任务内容:
1. 根据SSD网络构建说明中的代码注释，解释ceil_mode等于True时输出信号大小的计算方式与默认方式有何不同。
2. 请照原文抄写SSD网络构建说明中从“其中，cfg为整个工程的配置”开始、到“C, H_out, W_out)”为止（含这部分）的内容。

文本片段:
--*--

其中，cfg为整个工程的配置参数文件，位于config/defaults.py中，首先，分别通过add_vgg函数和add_extras函数定义了网络的vgg和扩展层的网络结构，然后为conv4-3/conv-7/conv6-2/conv7-2/conv8_2/conv9_2添加分类和回归输出，最后将这些构建好的网络部件通过SSD函数整合成了一个完整的网络，这些文件也都定义在vgg_ssd.py中，其代码为：

	# borrowed from https://github.com/amdegroot/ssd.pytorch/blob/master/ssd.py
	def add_vgg(cfg, batch_norm=False):
		layers = []
		in_channels = 3
		for v in cfg:
			if v == 'M':
				layers += [nn.MaxPool2d(kernel_size=2, stride=2)]
			elif v == 'C':
				"""ceil_mode - 如果等于True，计算输出信号大小的时候，会使用向上取整，代替默认的向下取整的操作
				输入: (N, C, H_{in}, W_in)
				输出: (N, C, H_out, W_out)

--*--

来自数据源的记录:

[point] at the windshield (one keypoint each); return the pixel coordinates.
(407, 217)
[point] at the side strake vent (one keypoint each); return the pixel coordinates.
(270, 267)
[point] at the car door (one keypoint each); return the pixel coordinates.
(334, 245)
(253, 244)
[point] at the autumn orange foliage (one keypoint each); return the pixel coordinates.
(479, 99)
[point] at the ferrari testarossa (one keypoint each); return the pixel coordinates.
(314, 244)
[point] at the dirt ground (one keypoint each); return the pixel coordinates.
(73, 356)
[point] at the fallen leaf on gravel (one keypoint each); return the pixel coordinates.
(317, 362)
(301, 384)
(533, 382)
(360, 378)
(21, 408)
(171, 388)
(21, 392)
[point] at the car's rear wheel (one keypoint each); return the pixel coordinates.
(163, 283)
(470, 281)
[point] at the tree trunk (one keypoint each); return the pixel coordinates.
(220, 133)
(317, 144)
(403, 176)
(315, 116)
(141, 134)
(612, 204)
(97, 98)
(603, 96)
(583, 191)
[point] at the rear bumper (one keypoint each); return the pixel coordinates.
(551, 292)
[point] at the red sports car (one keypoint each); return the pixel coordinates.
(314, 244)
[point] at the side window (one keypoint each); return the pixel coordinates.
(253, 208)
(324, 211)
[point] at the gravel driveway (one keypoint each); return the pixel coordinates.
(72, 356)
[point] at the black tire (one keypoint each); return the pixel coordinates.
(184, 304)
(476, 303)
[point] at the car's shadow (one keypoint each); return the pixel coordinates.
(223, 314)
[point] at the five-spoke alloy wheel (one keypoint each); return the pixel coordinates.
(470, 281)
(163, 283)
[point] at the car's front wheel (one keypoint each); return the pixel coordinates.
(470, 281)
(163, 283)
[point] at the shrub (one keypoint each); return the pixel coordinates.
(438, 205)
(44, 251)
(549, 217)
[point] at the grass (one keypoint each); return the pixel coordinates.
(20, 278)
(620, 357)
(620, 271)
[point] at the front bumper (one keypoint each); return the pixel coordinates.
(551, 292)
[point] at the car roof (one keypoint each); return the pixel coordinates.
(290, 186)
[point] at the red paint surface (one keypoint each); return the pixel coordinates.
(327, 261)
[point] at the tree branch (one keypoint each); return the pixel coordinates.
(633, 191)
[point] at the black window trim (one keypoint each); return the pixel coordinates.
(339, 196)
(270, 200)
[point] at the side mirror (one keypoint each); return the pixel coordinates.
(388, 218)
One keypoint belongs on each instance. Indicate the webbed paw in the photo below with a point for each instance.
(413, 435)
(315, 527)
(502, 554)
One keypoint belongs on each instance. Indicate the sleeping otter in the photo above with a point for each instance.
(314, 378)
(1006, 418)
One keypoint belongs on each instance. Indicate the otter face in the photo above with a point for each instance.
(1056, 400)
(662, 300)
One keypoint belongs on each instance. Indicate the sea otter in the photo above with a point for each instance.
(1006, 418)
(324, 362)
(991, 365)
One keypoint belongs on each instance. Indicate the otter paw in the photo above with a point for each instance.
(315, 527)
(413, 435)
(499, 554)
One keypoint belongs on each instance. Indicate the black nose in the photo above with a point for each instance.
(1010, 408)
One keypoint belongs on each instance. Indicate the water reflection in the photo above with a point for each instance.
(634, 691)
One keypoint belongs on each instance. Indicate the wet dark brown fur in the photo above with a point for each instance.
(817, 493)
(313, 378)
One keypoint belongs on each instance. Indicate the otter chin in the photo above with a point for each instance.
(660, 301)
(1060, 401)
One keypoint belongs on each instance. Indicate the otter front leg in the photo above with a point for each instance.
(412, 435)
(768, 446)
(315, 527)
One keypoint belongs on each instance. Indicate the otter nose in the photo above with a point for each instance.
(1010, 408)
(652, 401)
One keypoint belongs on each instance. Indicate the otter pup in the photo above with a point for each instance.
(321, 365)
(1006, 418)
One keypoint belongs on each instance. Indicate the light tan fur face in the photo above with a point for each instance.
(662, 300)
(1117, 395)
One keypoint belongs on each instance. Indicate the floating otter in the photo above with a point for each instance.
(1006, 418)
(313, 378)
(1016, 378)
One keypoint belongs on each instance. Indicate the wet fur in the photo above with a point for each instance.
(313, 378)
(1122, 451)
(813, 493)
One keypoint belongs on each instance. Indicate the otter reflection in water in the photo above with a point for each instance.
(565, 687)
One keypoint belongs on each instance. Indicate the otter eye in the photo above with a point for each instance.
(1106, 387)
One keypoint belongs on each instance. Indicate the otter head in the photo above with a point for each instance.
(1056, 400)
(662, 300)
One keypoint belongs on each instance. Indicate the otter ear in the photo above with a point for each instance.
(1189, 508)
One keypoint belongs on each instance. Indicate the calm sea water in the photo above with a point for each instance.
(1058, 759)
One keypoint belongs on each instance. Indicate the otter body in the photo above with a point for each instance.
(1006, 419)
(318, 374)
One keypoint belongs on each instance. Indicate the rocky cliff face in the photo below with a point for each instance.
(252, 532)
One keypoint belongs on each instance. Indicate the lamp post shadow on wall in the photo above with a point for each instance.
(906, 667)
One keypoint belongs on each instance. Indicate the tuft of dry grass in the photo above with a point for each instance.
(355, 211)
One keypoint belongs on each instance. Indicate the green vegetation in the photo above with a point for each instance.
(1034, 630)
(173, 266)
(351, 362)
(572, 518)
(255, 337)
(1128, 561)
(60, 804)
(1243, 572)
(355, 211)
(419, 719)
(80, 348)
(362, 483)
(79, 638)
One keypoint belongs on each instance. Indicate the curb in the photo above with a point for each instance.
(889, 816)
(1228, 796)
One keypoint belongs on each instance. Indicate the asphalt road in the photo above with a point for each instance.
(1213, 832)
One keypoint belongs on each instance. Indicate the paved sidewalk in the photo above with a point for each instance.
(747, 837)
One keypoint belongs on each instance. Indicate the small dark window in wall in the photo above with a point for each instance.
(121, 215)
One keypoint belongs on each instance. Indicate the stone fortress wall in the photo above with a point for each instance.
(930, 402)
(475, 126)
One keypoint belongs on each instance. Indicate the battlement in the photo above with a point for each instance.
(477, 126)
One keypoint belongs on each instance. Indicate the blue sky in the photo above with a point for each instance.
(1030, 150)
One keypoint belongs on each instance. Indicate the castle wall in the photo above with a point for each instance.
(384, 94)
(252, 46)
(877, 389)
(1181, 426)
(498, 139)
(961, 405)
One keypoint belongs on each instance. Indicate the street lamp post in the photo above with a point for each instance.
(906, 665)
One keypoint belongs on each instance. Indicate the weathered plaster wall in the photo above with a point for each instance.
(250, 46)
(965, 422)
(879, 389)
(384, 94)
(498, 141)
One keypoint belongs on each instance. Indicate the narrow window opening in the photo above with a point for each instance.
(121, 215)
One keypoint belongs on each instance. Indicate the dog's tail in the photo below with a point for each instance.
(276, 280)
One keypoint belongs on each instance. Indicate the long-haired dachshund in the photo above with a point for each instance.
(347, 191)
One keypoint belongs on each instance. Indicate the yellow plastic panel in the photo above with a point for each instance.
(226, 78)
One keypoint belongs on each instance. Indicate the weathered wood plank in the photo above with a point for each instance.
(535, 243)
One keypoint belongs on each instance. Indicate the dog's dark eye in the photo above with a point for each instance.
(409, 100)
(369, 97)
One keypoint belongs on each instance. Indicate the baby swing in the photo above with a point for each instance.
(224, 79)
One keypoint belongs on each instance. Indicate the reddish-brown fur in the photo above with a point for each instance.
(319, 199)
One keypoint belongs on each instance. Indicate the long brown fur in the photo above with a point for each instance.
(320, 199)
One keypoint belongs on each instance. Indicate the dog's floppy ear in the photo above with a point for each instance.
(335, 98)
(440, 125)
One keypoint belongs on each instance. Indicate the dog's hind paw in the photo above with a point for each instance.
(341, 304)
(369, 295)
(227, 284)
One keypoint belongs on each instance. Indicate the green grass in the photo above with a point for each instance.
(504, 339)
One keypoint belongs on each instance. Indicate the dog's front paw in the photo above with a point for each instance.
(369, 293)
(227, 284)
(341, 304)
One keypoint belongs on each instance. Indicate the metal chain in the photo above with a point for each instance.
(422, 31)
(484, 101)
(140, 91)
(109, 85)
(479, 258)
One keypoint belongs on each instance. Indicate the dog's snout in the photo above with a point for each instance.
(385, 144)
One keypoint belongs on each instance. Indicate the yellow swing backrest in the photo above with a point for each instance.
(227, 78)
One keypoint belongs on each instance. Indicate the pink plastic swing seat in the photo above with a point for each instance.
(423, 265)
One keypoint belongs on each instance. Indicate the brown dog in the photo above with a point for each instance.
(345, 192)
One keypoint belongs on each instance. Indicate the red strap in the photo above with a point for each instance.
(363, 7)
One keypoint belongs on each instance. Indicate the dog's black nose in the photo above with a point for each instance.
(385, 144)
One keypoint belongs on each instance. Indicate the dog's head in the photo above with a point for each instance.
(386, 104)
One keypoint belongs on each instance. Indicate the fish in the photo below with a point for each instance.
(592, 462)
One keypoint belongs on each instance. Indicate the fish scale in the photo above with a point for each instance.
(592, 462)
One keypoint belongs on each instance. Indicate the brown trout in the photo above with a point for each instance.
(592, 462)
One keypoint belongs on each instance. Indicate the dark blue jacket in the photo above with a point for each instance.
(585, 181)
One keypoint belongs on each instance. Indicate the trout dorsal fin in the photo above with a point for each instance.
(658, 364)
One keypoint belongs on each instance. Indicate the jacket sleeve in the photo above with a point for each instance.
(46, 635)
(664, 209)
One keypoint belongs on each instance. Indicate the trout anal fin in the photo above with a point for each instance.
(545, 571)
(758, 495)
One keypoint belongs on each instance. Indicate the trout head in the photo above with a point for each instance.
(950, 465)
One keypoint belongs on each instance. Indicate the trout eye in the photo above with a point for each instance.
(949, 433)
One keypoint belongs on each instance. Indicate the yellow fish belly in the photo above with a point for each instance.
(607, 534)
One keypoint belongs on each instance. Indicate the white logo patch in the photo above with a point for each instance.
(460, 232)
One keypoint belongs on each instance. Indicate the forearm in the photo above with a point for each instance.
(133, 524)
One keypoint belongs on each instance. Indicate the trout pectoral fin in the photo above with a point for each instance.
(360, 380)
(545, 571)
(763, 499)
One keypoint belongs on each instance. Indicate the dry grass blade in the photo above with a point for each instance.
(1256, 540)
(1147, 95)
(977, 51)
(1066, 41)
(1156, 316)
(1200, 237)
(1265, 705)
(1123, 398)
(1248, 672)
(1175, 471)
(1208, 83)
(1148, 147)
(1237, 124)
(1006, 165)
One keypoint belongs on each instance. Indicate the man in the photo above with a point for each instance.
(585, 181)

--*--

参考答案:
1. ceil_mode等于True时，计算输出信号大小会使用向上取整。默认方式则是向下取整。

2.
其中，cfg为整个工程的配置参数文件，位于config/defaults.py中，首先，分别通过add_vgg函数和add_extras函数定义了网络的vgg和扩展层的网络结构，然后为conv4-3/conv-7/conv6-2/conv7-2/conv8_2/conv9_2添加分类和回归输出，最后将这些构建好的网络部件通过SSD函数整合成了一个完整的网络，这些文件也都定义在vgg_ssd.py中，其代码为：

	# borrowed from https://github.com/amdegroot/ssd.pytorch/blob/master/ssd.py
	def add_vgg(cfg, batch_norm=False):
		layers = []
		in_channels = 3
		for v in cfg:
			if v == 'M':
				layers += [nn.MaxPool2d(kernel_size=2, stride=2)]
			elif v == 'C':
				"""ceil_mode - 如果等于True，计算输出信号大小的时候，会使用向上取整，代替默认的向下取整的操作
				输入: (N, C, H_{in}, W_in)
				输出: (N, C, H_out, W_out)